>> BEGIN RECORD EXTRACTS

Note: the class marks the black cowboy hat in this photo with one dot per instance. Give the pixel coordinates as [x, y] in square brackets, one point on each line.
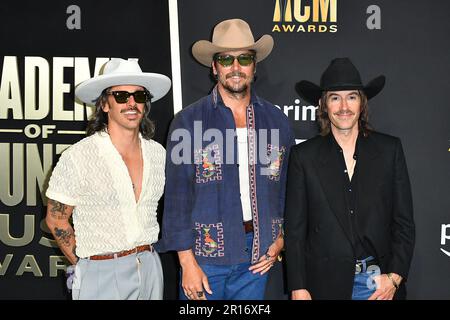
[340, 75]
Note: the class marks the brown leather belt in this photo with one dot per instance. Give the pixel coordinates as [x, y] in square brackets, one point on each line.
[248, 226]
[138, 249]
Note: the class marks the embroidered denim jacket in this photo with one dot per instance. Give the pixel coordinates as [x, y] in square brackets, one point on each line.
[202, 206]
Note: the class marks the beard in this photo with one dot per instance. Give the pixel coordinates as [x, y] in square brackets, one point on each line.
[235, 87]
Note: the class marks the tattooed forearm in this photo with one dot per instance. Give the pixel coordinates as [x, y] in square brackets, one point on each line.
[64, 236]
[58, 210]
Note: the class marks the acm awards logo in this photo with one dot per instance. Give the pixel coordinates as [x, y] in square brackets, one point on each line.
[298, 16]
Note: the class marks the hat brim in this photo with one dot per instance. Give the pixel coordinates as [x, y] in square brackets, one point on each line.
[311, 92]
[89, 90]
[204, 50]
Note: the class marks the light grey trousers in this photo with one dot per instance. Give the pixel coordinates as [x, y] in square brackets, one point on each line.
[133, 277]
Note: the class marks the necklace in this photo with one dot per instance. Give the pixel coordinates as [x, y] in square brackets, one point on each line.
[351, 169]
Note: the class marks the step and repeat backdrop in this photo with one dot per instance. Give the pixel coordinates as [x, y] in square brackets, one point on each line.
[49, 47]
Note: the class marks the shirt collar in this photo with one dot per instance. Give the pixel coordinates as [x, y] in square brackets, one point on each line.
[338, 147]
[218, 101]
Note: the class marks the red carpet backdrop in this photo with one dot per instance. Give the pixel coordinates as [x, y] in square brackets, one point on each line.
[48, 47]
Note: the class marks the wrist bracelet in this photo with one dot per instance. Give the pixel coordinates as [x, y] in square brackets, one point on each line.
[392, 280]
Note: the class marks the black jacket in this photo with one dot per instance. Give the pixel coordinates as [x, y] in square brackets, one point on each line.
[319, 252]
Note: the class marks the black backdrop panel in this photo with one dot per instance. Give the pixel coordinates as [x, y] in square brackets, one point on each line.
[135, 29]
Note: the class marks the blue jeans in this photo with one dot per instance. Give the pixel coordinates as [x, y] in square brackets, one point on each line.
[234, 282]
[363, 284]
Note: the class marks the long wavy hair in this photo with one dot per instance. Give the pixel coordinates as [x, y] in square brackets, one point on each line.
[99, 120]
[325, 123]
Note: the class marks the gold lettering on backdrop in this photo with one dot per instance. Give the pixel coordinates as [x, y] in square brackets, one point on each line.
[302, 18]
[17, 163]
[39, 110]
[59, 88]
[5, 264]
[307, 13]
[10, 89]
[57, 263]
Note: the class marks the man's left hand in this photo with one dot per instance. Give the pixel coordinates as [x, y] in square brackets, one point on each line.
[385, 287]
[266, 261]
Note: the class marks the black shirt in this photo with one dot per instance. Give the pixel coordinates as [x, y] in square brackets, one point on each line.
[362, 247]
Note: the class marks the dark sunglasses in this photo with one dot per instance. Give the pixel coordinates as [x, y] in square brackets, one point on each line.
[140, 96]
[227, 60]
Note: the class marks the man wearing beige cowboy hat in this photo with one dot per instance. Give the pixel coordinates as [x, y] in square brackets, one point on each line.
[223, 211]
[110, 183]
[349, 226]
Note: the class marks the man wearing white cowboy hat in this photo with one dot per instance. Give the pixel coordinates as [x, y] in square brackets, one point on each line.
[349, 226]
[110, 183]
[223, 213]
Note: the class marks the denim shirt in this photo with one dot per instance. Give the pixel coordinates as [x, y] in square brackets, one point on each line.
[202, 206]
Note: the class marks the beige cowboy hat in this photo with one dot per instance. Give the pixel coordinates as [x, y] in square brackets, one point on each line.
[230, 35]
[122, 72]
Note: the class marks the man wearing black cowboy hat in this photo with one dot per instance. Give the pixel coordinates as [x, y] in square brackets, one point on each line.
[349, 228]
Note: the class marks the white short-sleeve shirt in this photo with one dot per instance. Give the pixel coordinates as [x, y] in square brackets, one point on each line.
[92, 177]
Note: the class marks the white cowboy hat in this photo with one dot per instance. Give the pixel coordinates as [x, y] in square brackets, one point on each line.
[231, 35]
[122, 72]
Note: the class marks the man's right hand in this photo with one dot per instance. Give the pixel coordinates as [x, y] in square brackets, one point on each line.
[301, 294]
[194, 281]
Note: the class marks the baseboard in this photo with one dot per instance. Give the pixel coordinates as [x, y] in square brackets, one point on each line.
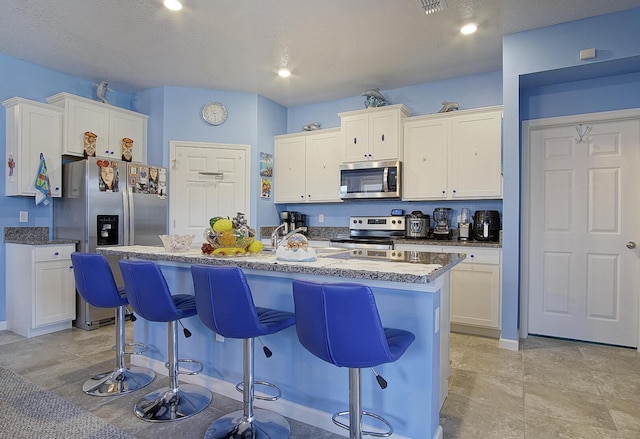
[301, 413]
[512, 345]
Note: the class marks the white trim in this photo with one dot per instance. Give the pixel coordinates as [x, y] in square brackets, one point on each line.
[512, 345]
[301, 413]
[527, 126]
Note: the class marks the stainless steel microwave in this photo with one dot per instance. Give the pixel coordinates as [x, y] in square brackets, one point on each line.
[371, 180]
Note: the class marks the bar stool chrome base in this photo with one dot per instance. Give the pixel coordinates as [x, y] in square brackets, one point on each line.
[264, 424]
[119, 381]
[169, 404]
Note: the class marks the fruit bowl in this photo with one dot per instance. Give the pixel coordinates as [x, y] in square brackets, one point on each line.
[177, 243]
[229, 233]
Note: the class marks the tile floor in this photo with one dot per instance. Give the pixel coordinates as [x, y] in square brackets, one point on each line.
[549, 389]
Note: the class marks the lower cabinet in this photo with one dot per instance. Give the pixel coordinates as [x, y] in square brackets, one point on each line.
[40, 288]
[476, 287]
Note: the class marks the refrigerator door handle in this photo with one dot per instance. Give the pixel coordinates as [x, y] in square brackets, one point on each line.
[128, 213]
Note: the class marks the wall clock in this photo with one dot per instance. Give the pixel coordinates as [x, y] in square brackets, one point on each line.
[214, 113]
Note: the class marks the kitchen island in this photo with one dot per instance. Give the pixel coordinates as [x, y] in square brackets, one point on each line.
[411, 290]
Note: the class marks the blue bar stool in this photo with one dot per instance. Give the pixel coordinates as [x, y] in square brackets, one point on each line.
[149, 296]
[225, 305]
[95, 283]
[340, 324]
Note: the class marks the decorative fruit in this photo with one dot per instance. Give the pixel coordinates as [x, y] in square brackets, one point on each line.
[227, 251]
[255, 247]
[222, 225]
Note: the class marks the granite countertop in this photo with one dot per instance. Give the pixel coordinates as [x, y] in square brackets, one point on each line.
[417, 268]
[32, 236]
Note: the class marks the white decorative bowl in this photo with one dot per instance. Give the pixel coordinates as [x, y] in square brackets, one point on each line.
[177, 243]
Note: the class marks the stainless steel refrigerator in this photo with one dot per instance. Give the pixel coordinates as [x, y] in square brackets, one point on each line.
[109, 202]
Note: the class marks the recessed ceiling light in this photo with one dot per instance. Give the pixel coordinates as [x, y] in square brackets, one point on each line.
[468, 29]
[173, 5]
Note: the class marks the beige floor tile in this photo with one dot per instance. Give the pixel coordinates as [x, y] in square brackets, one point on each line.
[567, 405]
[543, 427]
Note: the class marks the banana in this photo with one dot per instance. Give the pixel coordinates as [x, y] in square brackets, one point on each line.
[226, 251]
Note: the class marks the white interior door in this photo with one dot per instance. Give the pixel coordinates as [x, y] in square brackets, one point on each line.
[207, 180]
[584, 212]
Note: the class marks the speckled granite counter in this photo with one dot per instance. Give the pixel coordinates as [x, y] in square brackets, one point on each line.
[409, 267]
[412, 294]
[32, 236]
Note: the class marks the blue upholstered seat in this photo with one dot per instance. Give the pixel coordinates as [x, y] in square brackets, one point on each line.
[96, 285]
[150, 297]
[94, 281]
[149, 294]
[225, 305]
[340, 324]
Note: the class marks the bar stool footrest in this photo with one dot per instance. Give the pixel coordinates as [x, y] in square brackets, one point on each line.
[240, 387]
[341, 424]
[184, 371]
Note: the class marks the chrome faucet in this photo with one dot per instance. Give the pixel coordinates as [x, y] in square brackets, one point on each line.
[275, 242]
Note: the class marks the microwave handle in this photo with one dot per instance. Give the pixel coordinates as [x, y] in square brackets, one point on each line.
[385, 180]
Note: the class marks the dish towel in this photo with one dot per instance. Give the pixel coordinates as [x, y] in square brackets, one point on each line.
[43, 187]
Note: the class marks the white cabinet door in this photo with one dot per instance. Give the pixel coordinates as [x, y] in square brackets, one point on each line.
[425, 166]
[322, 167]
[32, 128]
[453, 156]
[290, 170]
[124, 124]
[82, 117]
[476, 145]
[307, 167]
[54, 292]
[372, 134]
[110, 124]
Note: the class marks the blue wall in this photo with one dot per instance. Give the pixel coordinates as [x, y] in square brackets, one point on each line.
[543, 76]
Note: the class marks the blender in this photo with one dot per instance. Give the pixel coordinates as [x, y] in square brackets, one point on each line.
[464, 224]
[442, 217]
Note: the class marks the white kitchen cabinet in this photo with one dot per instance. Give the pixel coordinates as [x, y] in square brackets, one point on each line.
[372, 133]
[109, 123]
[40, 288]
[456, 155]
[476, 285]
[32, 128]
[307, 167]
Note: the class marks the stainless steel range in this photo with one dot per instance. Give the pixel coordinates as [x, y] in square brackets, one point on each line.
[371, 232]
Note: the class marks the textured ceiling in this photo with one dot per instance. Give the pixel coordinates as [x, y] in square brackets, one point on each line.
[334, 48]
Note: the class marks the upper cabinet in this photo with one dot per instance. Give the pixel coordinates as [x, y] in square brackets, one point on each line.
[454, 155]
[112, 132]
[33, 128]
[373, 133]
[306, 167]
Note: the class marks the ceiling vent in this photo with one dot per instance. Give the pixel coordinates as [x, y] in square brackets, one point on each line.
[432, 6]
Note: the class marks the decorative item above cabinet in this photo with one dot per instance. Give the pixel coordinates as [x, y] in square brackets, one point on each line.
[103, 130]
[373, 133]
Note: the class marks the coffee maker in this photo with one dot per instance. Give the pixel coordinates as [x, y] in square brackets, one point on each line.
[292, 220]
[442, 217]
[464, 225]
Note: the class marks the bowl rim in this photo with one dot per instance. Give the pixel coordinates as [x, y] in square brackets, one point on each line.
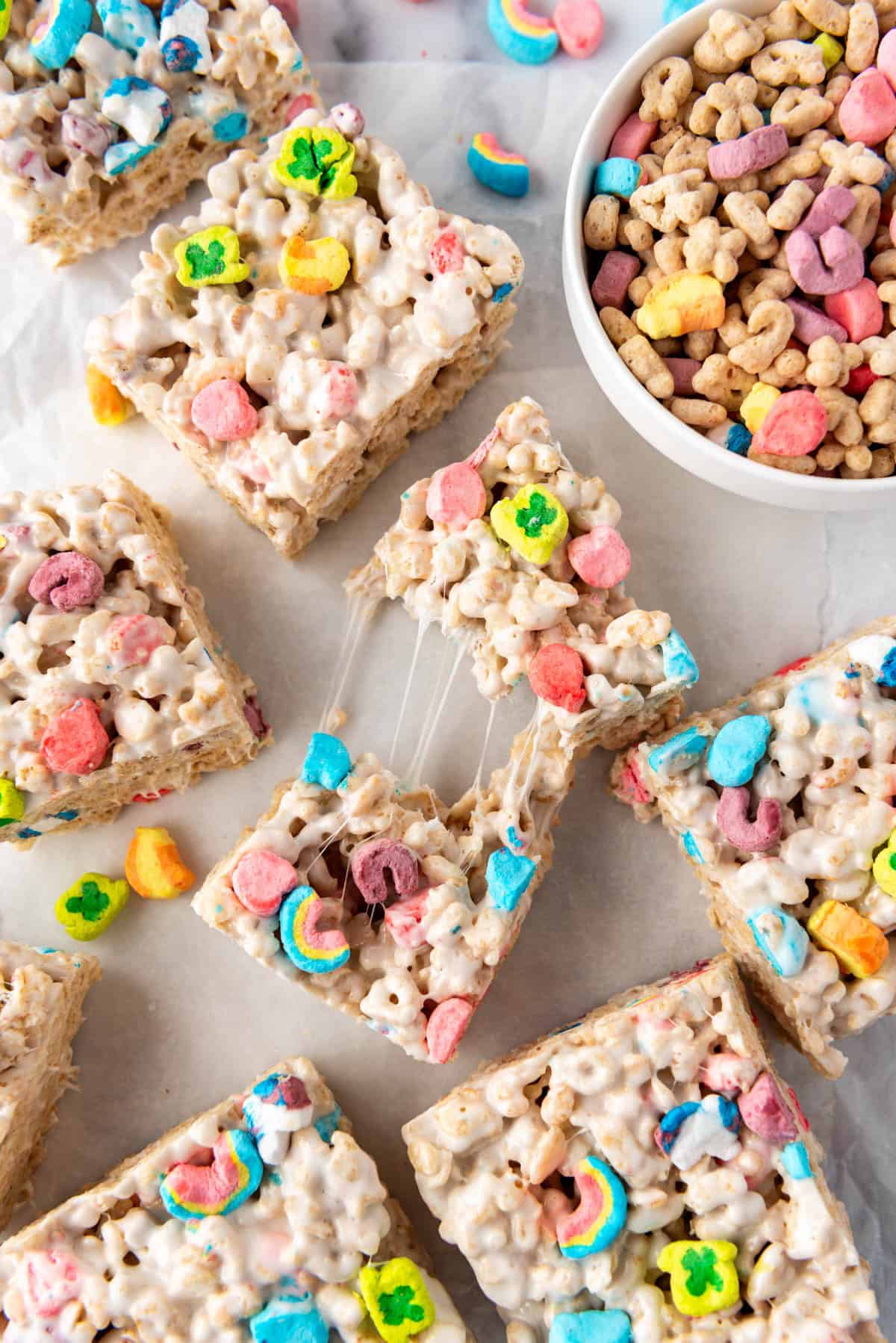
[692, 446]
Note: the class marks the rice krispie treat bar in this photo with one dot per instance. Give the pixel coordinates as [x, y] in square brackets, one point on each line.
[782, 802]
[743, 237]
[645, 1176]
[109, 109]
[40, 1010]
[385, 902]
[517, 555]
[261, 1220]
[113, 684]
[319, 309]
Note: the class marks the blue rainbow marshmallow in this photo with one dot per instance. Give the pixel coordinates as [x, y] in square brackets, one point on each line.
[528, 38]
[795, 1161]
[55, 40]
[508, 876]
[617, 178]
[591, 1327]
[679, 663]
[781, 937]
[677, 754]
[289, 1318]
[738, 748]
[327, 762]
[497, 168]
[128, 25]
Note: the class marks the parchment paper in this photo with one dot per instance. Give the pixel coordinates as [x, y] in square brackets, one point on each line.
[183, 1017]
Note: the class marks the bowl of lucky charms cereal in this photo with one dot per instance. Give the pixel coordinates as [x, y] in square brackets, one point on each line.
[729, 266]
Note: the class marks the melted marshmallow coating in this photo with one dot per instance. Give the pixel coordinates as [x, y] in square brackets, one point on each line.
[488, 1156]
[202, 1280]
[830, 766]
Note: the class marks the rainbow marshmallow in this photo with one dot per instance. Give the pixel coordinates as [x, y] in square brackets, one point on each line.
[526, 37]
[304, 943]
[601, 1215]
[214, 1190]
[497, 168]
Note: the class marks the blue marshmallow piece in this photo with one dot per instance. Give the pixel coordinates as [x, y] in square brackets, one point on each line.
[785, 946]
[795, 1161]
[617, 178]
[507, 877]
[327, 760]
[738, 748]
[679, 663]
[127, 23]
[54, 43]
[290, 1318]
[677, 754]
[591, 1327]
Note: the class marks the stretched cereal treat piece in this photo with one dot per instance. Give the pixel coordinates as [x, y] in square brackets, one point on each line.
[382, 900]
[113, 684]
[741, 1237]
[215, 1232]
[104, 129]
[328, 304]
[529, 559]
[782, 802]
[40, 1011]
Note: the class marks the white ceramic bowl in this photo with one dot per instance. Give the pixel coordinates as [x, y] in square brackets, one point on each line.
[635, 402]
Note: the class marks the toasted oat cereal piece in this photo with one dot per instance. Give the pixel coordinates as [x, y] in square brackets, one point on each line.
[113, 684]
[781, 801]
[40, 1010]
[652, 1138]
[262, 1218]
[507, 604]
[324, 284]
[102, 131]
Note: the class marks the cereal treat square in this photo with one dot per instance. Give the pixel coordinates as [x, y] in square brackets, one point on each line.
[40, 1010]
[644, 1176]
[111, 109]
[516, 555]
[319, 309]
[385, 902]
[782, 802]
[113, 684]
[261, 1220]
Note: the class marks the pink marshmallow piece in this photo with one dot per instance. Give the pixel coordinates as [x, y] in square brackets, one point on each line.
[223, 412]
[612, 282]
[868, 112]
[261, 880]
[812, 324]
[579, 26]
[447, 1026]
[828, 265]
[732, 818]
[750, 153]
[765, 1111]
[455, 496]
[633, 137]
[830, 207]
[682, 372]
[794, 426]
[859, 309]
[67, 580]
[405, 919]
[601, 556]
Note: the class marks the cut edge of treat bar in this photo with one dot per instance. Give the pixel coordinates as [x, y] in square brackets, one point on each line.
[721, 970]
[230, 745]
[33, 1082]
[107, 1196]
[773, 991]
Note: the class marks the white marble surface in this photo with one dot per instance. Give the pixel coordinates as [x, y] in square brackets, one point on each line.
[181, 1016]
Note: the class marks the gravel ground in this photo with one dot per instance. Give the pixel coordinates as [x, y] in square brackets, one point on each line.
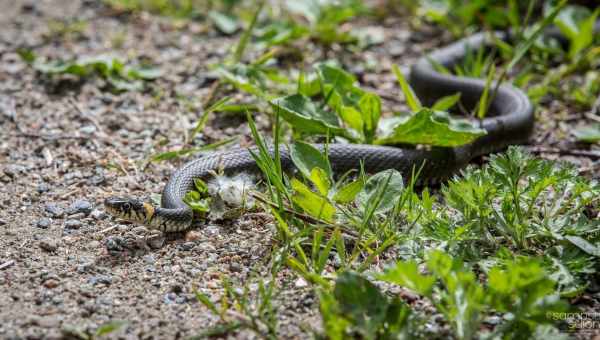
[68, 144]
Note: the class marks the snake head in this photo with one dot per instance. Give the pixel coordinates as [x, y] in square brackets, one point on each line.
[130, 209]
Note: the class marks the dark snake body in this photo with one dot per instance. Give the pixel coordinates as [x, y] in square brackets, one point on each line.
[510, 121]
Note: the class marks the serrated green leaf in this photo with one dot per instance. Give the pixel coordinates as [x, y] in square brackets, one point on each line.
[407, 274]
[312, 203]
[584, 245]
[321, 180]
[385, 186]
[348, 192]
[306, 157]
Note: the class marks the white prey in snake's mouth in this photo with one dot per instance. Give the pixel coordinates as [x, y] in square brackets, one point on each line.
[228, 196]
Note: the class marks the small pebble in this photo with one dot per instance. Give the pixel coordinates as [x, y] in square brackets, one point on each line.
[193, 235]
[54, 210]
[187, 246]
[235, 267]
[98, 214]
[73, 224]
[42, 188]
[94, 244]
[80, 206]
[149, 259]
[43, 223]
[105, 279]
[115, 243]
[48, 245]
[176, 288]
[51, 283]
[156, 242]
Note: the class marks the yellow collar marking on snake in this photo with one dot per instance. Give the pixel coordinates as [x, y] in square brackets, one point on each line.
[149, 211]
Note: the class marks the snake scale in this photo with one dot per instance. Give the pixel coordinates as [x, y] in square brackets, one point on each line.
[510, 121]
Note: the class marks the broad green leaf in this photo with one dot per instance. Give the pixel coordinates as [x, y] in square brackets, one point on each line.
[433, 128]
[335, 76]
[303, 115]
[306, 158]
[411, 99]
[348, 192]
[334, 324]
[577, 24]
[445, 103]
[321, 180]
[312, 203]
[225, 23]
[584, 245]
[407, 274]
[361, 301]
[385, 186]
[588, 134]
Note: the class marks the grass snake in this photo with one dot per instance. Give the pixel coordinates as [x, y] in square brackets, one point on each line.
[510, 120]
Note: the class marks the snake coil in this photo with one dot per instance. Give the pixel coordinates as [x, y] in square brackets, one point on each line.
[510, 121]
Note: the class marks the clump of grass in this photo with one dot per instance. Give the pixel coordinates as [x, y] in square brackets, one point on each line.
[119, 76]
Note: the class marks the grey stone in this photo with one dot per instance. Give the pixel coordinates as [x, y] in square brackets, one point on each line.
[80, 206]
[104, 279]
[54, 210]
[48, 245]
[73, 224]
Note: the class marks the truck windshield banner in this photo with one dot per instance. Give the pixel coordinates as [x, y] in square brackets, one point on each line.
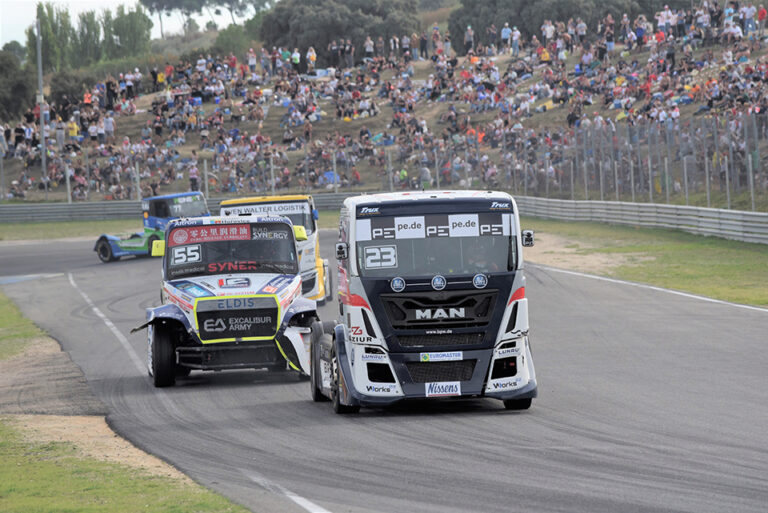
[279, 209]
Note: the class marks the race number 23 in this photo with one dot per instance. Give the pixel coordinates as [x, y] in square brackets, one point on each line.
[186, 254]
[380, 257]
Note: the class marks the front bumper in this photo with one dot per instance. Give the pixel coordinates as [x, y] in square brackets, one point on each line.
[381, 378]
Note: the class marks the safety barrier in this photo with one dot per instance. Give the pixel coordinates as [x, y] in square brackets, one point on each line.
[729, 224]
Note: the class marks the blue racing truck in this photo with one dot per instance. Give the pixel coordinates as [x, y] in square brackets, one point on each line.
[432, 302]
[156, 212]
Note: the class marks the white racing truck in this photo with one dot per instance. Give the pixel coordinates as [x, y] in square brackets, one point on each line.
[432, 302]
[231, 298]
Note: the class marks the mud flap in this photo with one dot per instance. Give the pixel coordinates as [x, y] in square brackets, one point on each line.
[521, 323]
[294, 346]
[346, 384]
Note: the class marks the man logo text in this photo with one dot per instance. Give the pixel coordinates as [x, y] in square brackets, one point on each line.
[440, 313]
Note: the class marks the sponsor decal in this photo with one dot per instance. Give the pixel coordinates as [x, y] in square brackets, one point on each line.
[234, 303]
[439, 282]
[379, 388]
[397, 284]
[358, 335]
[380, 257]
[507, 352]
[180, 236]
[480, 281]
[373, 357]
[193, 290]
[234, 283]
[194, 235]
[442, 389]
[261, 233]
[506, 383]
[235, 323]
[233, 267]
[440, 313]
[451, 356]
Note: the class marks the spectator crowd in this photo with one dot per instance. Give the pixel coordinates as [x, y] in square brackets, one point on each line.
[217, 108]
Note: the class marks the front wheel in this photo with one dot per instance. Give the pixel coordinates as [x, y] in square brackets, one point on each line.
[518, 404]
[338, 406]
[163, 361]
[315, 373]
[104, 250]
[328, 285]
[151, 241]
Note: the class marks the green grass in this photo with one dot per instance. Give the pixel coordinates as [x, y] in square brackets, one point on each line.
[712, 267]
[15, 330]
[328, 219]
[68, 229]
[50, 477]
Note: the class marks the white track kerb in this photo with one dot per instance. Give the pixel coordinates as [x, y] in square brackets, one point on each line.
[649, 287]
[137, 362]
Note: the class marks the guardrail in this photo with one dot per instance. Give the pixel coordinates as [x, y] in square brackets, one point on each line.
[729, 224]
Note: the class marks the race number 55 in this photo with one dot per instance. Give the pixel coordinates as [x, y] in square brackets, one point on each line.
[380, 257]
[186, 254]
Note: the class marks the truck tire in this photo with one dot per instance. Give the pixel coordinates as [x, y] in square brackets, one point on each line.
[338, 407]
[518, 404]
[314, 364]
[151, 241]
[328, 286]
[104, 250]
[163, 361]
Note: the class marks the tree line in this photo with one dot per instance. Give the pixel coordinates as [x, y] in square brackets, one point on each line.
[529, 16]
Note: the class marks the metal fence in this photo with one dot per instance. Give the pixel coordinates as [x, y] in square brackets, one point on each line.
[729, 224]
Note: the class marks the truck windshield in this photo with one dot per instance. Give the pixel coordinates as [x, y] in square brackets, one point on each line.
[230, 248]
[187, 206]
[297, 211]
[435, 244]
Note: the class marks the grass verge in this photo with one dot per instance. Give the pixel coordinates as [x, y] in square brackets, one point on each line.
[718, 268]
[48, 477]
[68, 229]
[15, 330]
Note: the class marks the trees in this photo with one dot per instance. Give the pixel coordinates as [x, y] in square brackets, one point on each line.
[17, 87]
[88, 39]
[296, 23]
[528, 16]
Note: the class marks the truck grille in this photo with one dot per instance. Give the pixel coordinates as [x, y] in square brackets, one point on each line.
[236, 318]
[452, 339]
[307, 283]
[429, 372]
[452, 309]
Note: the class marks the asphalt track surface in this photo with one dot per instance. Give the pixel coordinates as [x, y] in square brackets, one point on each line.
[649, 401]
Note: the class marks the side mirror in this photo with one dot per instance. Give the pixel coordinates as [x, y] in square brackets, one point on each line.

>> END RECORD EXTRACTS

WHAT IS EXPECTED —
Find the line containing "Note: the class marks the metal". Reproduce it exactly, along with every line after it through the last.

RESULT FOR THIS EXERCISE —
Note: the class marks the metal fence in this photo with one dot per instance. Give the pixel coordinates as [x, y] in square brackets, one point on each line.
[729, 224]
Note: the class marks the truck windshield in this photo with one dot per instance. Give the pixel coordinates as [x, y] in square brackets, one point on each line.
[230, 248]
[187, 206]
[297, 211]
[435, 244]
Note: the class marks the grass verge in this photo with one dot per instance. Give the pixel coordinates as [x, y] in square brackets, one point on each line.
[718, 268]
[48, 477]
[68, 229]
[15, 330]
Note: the class marks the trees in this photo with one dot per instance. Give the pixel coordinates as [x, y] in square brackets, one point on each line.
[17, 87]
[88, 39]
[296, 23]
[528, 16]
Note: the class marks the truck grille in this photo with one dot per instance. Give the pixel coordinates as [x, y] in square brackets, one point on each line.
[236, 318]
[452, 339]
[307, 283]
[429, 372]
[452, 309]
Note: the class marks the asphalt track surface in this photo with one dot per instance. Give the pixel coordinates as [x, y] in square brackets, one point on each line.
[649, 401]
Note: the class marks the side mirror in this photo with one dot per instance. Give the pixel coordinates as [x, y] in square brackets, one point on each line.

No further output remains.